WHAT THIS TASK INVOLVES
Could you output each line of the data that follows exactly?

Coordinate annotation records
==============================
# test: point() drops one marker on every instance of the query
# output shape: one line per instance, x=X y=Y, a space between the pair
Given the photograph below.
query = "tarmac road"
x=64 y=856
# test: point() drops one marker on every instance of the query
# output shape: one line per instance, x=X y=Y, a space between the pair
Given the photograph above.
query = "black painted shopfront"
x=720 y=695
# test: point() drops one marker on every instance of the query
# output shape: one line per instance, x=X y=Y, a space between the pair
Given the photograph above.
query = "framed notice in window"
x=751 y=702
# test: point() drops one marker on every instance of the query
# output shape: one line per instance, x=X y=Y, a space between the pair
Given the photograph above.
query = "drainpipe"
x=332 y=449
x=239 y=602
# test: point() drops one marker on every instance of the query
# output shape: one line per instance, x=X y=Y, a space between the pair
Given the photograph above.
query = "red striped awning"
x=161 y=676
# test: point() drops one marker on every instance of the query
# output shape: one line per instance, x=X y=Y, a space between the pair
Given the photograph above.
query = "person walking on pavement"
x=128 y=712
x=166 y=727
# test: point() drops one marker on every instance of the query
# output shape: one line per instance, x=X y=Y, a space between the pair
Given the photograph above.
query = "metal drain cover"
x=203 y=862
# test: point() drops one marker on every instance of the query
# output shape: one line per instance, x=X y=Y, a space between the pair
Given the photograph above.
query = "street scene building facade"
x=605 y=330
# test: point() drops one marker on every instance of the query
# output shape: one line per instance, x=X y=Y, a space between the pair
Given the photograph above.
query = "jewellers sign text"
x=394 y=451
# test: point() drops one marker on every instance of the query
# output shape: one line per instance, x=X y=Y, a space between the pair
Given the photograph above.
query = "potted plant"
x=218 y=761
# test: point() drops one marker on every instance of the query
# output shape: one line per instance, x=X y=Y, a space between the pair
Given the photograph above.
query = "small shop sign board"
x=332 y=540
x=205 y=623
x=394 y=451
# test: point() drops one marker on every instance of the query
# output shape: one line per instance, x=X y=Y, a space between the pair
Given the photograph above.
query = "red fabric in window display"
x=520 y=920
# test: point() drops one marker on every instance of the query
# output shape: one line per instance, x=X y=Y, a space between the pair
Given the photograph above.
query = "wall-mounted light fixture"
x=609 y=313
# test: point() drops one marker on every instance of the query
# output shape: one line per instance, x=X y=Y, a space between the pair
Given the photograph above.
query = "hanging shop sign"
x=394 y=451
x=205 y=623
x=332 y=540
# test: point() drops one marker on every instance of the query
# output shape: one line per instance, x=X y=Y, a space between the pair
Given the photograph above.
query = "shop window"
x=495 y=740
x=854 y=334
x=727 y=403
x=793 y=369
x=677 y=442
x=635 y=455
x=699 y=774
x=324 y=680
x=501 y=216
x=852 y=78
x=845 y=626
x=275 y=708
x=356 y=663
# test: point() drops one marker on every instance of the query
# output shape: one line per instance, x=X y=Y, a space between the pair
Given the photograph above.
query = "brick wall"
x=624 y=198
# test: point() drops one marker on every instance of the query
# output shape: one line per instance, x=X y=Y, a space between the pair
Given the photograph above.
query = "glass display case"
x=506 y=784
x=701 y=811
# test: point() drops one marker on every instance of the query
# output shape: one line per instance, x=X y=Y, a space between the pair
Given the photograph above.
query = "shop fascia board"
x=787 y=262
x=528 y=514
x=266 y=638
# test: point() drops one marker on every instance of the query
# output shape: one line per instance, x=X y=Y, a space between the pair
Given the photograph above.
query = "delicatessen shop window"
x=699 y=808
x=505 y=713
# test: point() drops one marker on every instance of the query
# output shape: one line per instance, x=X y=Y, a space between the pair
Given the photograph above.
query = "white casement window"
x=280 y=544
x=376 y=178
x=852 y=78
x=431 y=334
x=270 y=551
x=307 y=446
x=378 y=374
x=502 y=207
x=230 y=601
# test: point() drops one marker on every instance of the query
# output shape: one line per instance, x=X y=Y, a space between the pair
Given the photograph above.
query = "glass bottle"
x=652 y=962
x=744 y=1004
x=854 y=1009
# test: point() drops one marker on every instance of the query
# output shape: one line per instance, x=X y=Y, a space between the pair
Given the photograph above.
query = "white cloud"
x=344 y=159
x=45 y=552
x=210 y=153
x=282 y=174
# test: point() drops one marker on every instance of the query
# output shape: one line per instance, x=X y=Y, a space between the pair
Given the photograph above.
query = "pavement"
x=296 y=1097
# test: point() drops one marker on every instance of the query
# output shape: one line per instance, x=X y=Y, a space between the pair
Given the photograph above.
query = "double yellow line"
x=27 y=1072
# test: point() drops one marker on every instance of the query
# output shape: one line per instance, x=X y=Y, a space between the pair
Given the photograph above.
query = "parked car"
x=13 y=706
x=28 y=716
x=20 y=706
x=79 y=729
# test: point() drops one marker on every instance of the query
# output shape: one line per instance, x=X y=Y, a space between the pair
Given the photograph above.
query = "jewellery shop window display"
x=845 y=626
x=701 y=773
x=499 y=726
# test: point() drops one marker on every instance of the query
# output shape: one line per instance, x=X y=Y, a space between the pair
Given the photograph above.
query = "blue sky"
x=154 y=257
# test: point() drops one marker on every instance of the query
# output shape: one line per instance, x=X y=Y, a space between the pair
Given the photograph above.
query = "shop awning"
==============================
EXERCISE ANSWER
# test: point() drops one marker on every instance of the query
# output shape: one line per instance, x=X y=Y, a space between the pair
Given the photograph below.
query = "tarmac road"
x=64 y=856
# test: point() drops one marker on every instance of the query
# output shape: one line per instance, x=X y=Y, a space between the pair
Given the photograph above.
query = "black painted shopfront"
x=720 y=695
# test: point() drops one marker on every instance of the query
# output shape: one line per instance, x=X y=Y, a space between the pair
Given the photograph above.
query = "framed notice in window"
x=751 y=702
# test: point() drops one marker on every instance of the query
# output shape: one line per instance, x=X y=Y, a space between the pair
Given the photograph above.
query = "drainpipe"
x=332 y=449
x=239 y=602
# test: point() drops one marker on every instance of the query
# output shape: one line per instance, x=X y=Y, a space between the pair
Given the photograph above.
query = "red striped awning"
x=161 y=676
# test: point() drops one marker on every instance of the query
# output shape: one line per instance, x=X y=Y, a space between the pair
Given the photograph above.
query = "person walking on pavement"
x=128 y=712
x=166 y=727
# test: point() drops one marker on every instance of the query
# output shape: one line per instance, x=X y=Y, a space between the pair
Given the photograph above.
query = "metal drain cover"
x=203 y=862
# test: point() drops one marker on every instance of the query
# output shape: one line per instance, x=X y=Y, a space between the pair
Given the photograph above.
query = "street scene building facade"
x=605 y=330
# test: point() drops one marker on every instance of the query
# output shape: one line per instance, x=X y=Y, a space between the pair
Given the photograph above.
query = "jewellers sign text"
x=394 y=451
# test: point() drops one marker on every instance of the query
# output shape: one line per instance, x=X y=Y, a space between the pair
Given the photograph above.
query = "potted plant"
x=218 y=761
# test: point() drops one marker on every instance of the query
# output shape: one line per instance, x=X y=Y, a space between the pair
Given the photograph above.
query = "small shop sign board"
x=332 y=540
x=205 y=623
x=394 y=451
# test: point() drops one marker on every instance of the query
# output shape: one line per instance, x=X y=Y, a space between the pair
Given the photograph above.
query = "red fabric in window display"
x=520 y=920
# test: point() drops one marker on every instance of the query
# output shape: one line per instance, x=X y=Y, a space between the pair
Given the photograph above.
query = "wall-mounted light fixture"
x=609 y=313
# test: point() drops one marker on every instance of the query
# output shape: one line per instance, x=X y=Y, a space between the pair
Given the photograph above.
query = "hanging shop sign"
x=394 y=451
x=205 y=623
x=332 y=540
# test: point() drops one marker on every instance of the query
# output shape: one line per instance, x=X y=Y, a space between the pair
Given the photograph above.
query = "shop window"
x=495 y=740
x=854 y=334
x=727 y=403
x=793 y=369
x=677 y=442
x=635 y=455
x=699 y=774
x=324 y=680
x=501 y=216
x=852 y=78
x=845 y=626
x=275 y=708
x=356 y=663
# test: point() drops one marker on every instance of the query
# output shape: one line per instance, x=X y=Y, a space between the pair
Given the photograph above.
query = "brick wall"
x=624 y=198
# test: point() drops one marker on every instance of the query
# output shape: one line per instance, x=X y=Y, a space between the pair
Given the photograph above.
query = "glass display case"
x=506 y=784
x=701 y=811
# test: point() drops one marker on every instance of the query
# output shape: one line per instance, x=X y=Y, a space between the pair
Given the photograph above.
query = "shop fascia board"
x=787 y=262
x=528 y=514
x=266 y=638
# test: point() drops one marker on every instance of the query
# output shape: one line per instance, x=X y=Y, a space between the pair
Given the photograph above.
query = "delicatessen shop window"
x=699 y=808
x=505 y=713
# test: point() drops one marker on every instance of the query
# output shape: one line per instance, x=X y=Y, a space between the pair
Given the photograph above.
query = "white casement window"
x=280 y=544
x=376 y=178
x=852 y=78
x=431 y=334
x=270 y=551
x=307 y=446
x=378 y=374
x=502 y=207
x=230 y=601
# test: point() drops one marker on every instance of the query
# output shape: one line per instance, x=X y=Y, a space between the pair
Given the photograph above.
query = "glass bottle"
x=652 y=962
x=744 y=1004
x=854 y=1009
# test: point() drops one marker on every instance of the query
# output shape: one line per instance, x=X y=Y, a space between the pair
Given the photograph above.
query = "white cloud"
x=344 y=159
x=45 y=552
x=210 y=153
x=282 y=174
# test: point() drops one marker on every instance of the query
# output shape: one line per instance, x=X y=Y, a space between the pair
Given the photograph above.
query = "pavement"
x=296 y=1097
# test: point() drops one marker on every instance of the query
# output shape: one line per instance, x=X y=Y, a space between the pair
Given the photograph above.
query = "double yellow line"
x=27 y=1072
# test: point() drops one marker on every instance of the query
# output shape: one line per instance, x=X y=Y, a space between the pair
Given the photograph above.
query = "parked car"
x=13 y=706
x=28 y=716
x=20 y=706
x=79 y=729
# test: point() drops one marker on every instance of the query
# output shape: one line per instance, x=X y=Y, a space between the pair
Given the photograph above.
query = "jewellery shop window display"
x=845 y=626
x=701 y=773
x=499 y=726
# test: point() drops one marker on every instance of the query
# output shape: one line per instance, x=X y=Y, a space between the pair
Given the photograph above.
query = "blue sky"
x=154 y=257
# test: point() drops one marker on every instance of the query
# output shape: one line per instance, x=X y=Y, a space between the pair
Given the photograph above.
query = "shop awning"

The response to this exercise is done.